Exact copy, no pictures: restate each entry below word for word.

*Records for processing*

....................

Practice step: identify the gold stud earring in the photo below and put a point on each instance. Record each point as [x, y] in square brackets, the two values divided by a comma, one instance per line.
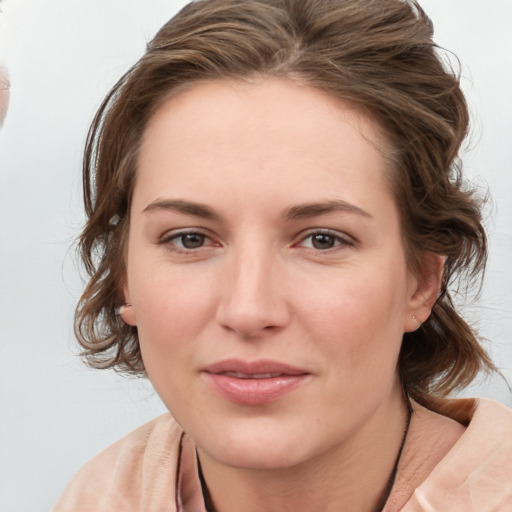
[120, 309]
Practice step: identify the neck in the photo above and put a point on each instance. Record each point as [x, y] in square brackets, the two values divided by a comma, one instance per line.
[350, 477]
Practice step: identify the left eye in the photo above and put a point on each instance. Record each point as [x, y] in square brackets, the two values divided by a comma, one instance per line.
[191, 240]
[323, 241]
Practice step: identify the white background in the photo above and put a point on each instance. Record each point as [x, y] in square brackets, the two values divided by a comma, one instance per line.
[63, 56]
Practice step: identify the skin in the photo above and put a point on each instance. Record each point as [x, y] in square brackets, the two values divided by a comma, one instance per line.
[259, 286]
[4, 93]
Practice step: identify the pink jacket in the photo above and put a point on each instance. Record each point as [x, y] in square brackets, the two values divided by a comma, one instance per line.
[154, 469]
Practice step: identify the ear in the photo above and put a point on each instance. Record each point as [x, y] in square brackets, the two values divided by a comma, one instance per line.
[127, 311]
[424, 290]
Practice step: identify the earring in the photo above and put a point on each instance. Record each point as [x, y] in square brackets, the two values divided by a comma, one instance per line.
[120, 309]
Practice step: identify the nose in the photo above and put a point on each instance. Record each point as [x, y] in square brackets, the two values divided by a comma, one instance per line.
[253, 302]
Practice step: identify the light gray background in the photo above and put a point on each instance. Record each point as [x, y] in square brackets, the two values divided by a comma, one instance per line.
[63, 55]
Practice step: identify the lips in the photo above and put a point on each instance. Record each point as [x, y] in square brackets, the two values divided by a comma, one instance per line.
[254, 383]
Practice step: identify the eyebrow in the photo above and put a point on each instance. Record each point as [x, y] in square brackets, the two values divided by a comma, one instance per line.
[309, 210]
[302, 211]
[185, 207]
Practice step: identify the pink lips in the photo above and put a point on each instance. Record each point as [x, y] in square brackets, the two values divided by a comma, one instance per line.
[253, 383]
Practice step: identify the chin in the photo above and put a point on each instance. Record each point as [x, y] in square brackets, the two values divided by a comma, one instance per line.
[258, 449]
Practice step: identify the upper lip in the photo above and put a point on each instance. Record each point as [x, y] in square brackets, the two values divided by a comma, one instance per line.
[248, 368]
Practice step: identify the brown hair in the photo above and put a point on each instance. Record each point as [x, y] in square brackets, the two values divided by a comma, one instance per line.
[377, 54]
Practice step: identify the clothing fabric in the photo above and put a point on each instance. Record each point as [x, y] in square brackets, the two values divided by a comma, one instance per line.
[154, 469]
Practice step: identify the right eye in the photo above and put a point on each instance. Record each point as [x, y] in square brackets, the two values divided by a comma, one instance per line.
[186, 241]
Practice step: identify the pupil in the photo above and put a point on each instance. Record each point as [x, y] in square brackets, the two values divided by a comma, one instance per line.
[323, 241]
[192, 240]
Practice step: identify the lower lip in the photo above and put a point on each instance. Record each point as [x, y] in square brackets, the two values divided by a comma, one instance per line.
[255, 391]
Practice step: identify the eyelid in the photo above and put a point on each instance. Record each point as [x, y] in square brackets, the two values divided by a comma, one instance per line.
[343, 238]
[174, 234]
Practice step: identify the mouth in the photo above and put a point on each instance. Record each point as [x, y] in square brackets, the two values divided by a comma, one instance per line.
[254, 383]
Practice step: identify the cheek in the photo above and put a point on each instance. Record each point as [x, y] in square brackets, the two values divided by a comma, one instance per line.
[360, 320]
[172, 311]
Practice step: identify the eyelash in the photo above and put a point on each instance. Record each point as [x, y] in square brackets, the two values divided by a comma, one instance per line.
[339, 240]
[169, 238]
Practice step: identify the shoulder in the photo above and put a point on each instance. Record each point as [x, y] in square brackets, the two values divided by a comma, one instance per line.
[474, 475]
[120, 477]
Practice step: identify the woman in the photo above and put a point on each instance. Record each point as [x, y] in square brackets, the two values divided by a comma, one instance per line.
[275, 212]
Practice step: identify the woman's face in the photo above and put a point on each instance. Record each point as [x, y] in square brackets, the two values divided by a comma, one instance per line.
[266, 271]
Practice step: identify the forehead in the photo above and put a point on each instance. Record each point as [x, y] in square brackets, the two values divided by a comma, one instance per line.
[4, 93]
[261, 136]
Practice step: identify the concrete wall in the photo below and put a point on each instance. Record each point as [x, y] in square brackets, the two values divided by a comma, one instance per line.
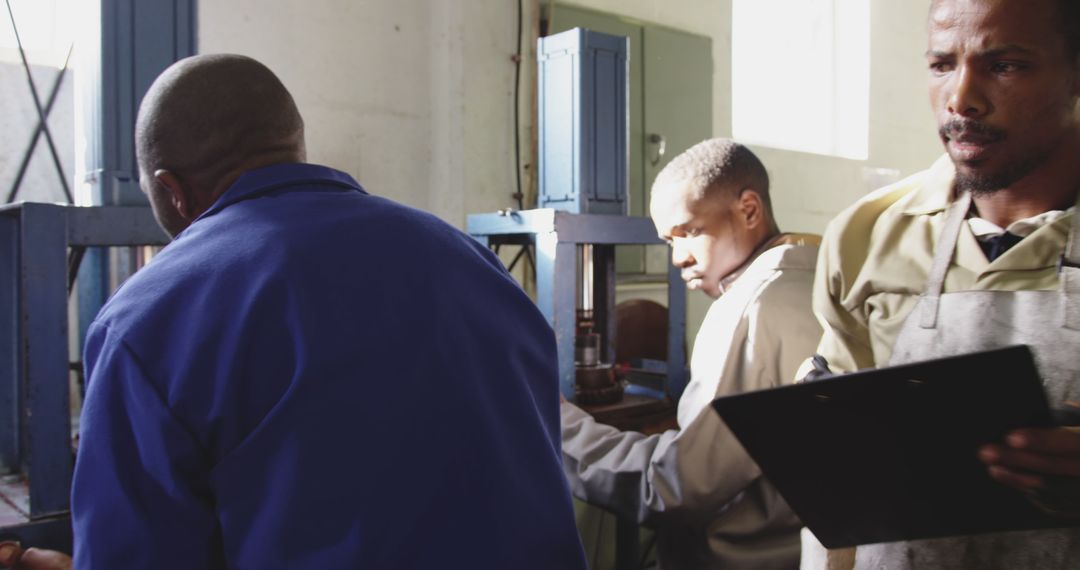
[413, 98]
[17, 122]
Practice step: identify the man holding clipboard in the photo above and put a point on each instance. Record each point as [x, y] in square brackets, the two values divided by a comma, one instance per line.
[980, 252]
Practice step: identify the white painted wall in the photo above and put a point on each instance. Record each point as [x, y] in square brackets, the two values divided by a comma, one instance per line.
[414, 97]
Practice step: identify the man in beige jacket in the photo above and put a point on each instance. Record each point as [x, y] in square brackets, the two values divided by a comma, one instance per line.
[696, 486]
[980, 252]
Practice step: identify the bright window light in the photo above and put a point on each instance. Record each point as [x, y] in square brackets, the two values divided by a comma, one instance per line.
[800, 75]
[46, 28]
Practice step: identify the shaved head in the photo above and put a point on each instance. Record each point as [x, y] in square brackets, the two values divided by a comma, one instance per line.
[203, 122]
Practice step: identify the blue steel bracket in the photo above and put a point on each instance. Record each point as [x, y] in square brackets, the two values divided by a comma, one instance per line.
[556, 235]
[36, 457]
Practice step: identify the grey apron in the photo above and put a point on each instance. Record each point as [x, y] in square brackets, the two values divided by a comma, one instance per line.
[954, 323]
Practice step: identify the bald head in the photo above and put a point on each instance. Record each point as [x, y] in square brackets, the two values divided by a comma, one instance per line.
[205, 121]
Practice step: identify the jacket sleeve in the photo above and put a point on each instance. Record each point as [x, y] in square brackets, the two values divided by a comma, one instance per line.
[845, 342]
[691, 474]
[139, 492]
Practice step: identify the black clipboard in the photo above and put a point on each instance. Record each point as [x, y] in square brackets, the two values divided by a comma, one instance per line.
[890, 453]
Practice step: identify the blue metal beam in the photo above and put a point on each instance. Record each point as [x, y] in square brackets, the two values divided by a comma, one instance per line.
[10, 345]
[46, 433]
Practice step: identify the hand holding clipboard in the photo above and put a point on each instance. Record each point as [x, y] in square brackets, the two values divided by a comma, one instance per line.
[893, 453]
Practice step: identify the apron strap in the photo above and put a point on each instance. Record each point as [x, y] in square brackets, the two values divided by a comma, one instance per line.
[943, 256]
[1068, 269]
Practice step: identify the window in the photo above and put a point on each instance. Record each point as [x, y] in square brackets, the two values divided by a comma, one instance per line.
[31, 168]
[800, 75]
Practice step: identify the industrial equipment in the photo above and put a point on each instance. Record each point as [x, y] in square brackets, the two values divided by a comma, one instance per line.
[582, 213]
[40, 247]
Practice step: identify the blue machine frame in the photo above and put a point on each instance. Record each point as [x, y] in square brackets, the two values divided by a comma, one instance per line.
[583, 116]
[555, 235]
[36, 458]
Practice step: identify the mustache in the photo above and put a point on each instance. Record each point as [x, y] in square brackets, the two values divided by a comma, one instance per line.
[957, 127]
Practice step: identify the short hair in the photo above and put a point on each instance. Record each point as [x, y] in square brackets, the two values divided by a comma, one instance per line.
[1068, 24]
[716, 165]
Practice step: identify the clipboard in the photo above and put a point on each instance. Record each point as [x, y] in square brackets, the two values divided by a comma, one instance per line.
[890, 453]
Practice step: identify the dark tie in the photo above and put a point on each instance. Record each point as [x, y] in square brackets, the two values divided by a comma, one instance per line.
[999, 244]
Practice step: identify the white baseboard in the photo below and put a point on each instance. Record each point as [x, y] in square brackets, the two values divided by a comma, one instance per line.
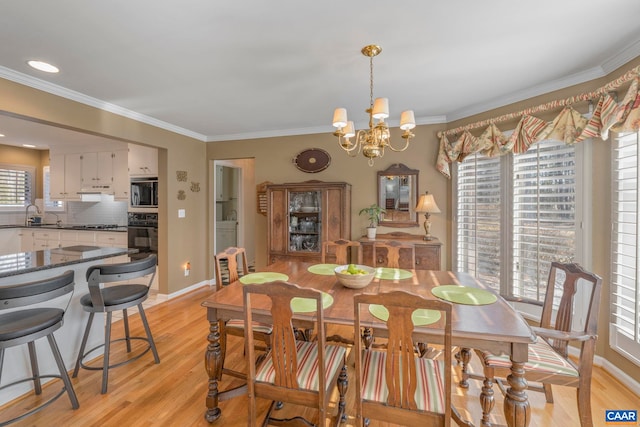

....................

*Response for this exercise*
Practice step: identify the gold stud earring in the photo below and put a point on each instance. Record each point as [x, y] in square brackets, the two values divided by a comma, one instance per line.
[120, 309]
Practice step: identify the neck in the photo above and put a point on each instance. Record each point as [x, y] in square brackets, the two values divided by a comma, one instance per line.
[350, 477]
Practice step: identify the left eye in the photo above and put a point on each instance. Record each point as [x, y] in square brackets, the two values divided by a comma, one instance per line.
[191, 240]
[323, 241]
Practice step: identify the white background in the photo above and put a point on each instance. Record each point as [x, y] in square brackets, the two values divided by a comma, one instance per line.
[63, 56]
Practice step: identify the skin in the photo above and put a point on each instance. Record each point as [x, y] in square brackets, the two values divided by a comma, one instance per line.
[259, 286]
[4, 93]
Practice step: identify the pink jacket in the photo above and put a point on each instance. Record each point as [x, y] in square brackets, the two values divided by a comma, one instance per line.
[154, 469]
Practice step: identify the ear in the photo above and put a point on each instance. Record each point as [x, y] in square brackets, the two values divided by a comma, one instance per line.
[127, 311]
[424, 290]
Practice step: identify the earring in the photo above and put a point on each instance. Record each point as [x, y] in square brackets, the two values divided by a comma, one instance per line.
[120, 309]
Practice step: identify the nose in the photo above and put a point on each instance. Record each point as [x, y] in square brackets, the two values divided by a comma, one instance per line.
[253, 302]
Practice step: identify the light gray background in the photo above and put a point on each instance. Record each point as [x, y] in square brackets, the two values divided by a comma, one instance per line.
[63, 55]
Practice step: identify the lips in the photo above and put a point on each instance. Record each point as [x, y] in square brackets, the two values divided by a comma, one instance per line.
[254, 383]
Practice step: identify the eyebrow in the photo above and put a point on each instance. Record each point as [x, y] in square brackets, the two values divided by a comma, one instance per line.
[309, 210]
[302, 211]
[185, 207]
Practice step: identify the pink lips in the photo above and put a point on each instance. Record each point as [x, y] in square brackets, the two values divided by a comma, one instance per line.
[253, 383]
Practice step: identify the chin in the photo above and put a point on each instance. Record each point as [x, y] in square brackets, the two values divided by a comma, one instance per line.
[258, 449]
Practice step: identify the upper lip in the photo above and put a point on each instance. Record each point as [x, y] in square brackets, the two values divided by a comma, one instance per line.
[248, 368]
Practice step: identify the brown hair in the photo above and put a point on each instance. Record each point as [x, y] in square brackets, the two values divided by a comma, one instance per line.
[377, 54]
Practice step: identify the clothing fabric in the photo above and put a point on each instance. Record each point as [x, y] in square brackets, the two values divided by a comma, one instance per line.
[154, 469]
Practice step: identify the right eye in the photo above and put a point on each instance. Record each point as [x, y] in square brackets, the two values divided by a comma, one instance per line.
[186, 241]
Practice step: identify the pupil in the photo above and put a point on each instance. Record each point as [x, y] in square brackets, the two values divided by a comma, one instance per line.
[323, 241]
[192, 240]
Practice step: identify the lower lip in the photo above and put a point on each instance. Record each point as [x, y] in square brackets, the two values divided by a comma, one instance per line.
[255, 391]
Practice step: identify the eyelid in the photo above and put a point on each instance. Record each point as [x, y] in square brackets, the two values divided by a comma, one instance per line.
[343, 238]
[174, 234]
Practice step: identify the mouth in the photo above and put a point on each instance. Record each point as [x, y] in square brackets, the two values divided by a comma, one instance per line.
[254, 383]
Practice step: identify the cheek in the photo above and put a point on each instance. Record each point as [x, y] in square brackets, the two values divided by a comma, one instance per line.
[360, 320]
[172, 311]
Practice step: identify the eyelash in the photo above and put a point on each instance. Record each point as [x, y] in square brackets, the two values divided by a comma, one instance per line.
[339, 240]
[169, 238]
Practice step: identify the shoulder in the photo above and put a point on each instance. Record each point as [x, y] in square brackets, the two values divided by a comma, one instance per line.
[474, 475]
[120, 477]
Practice step: identify the woman in the photo above and put a point on each instance. Record each point as [x, y] in square brackets, the two values divided by a comma, one instance per line.
[275, 212]
Practice step: identify the woman's face in the photo above and put a point on each instance. Record each point as [x, y] in square brackets, the two values divided by a comma, one instance per line.
[266, 271]
Practice step: identify the forehead in the photo above and put a point on each instance. Record each point as [x, y] in square brackets, the two values divided by a comma, one instance per line.
[4, 93]
[261, 136]
Practice step: identify the concrete wall in the photo below and put a point on each instance. Record each point as [x, y] in square brackets, the two values divided by a comma, one instance per line.
[413, 98]
[17, 122]
Practice step: identify the man holding clipboard in the photo above and put a point on each instance. Record each point as [x, y] in square brackets, the two values divided by a comma, one instance per line.
[980, 252]
Practice step: identify the white painted wall in the photo above and put a point on each instance. Record each point as [x, y] in square brackets, the two values divided by a comma, one instance per line.
[414, 97]
Practice step: identify the man in beige jacket in the photo above and put a point on each instance. Record each point as [x, y] in square brackets, the two values divided by a comma, one instance per line.
[696, 486]
[980, 252]
Practice step: identify the bright window light in the photo above and put a point on each instance. Record each point as [x, y] in square brackets, the two values divided by a comma, one instance per line.
[800, 75]
[46, 28]
Practice step: identify the shaved head in the photo above and put a point on each instance. Record each point as [x, y] in square brackets, the two values divided by a comma, one instance per line.
[203, 122]
Practice step: identify the blue steel bracket in the photo above and put a point on each instance. Record each point as [x, y] in square brackets, the two values divided by a comma, one instance per line.
[556, 235]
[36, 457]
Practice step: identify the grey apron in the photo above and put a point on each instance. Record each point as [x, y] in square brackets, the two values divided by a comma, one instance per line.
[954, 323]
Practice step: identify the bald head in the photo above and put a point on each instance. Record each point as [x, y] in square brackets, the two values divided by a comma, one instance per line.
[205, 121]
Practice step: identify the jacket sleeve in the photo above and put a point on each instance. Record each point as [x, y] in square brackets, the two values divided by a comma, one instance per line.
[845, 342]
[691, 474]
[139, 492]
Practice step: identify the black clipboard in the photo above and put a point on each instance. Record each point as [x, y] in square brackets, the two values divided by a comma, one instance per line.
[890, 453]
Practice step: identify the blue metal beam in the photo above and put a point on each instance. Record each point as [x, y] in square brackets, the two values divided by a comma, one instance per line.
[10, 345]
[46, 433]
Practice step: identify the hand holding clipboard in the photo above and put a point on each instance. Record each point as [x, y] in square brackets, the two values divided by a comma, one instance per line.
[893, 453]
Practice step: identify the apron strap in the photo above and put a point on each instance. Record each point as [x, y] in square brackets, the two values divided by a comma, one instance per line.
[943, 256]
[1068, 269]
Practice step: identify the window in the photo above and put a point on each instance. Record each point as [x, y] in square brackets, the two values divided by a comma, one instance per line.
[31, 168]
[800, 75]
Practice step: identify the industrial equipment in the photo above and put a point on each instance. Record each point as [x, y] in square brackets, the two values divided by a comma, one instance per line.
[582, 213]
[40, 247]
Practice step: identify the blue machine frame in the photo above and put a point on each instance. Record each point as [x, y] in square brackets, the two values divided by a comma, one instance per line.
[583, 116]
[555, 235]
[36, 458]
Practice step: identify the mustache in the photo above and put a point on each instance. Record each point as [x, y] in square brackets, the two values divided by a comma, one instance per line.
[957, 127]
Practice step: identify the short hair in the photo above and put a point on each instance. Record each point as [x, y] in square brackets, the two values divided by a comma, one instance per line.
[1068, 24]
[716, 165]
Practice step: identify the clipboard in the photo above and put a point on each instance. Record each point as [x, y] in square brackets, the two values divided by a comma, one instance per line.
[890, 453]
Practice step: identify the dark tie in the photo above and put a point on each instance. Record each point as [x, y] in square brackets, the two values divided by a comma, one instance per line.
[999, 244]
Practice step: identify the white baseboard in the photo below and put a point on each instance. Record each point as [x, y] in square brackets, the two values divided by a comma, one instance per line.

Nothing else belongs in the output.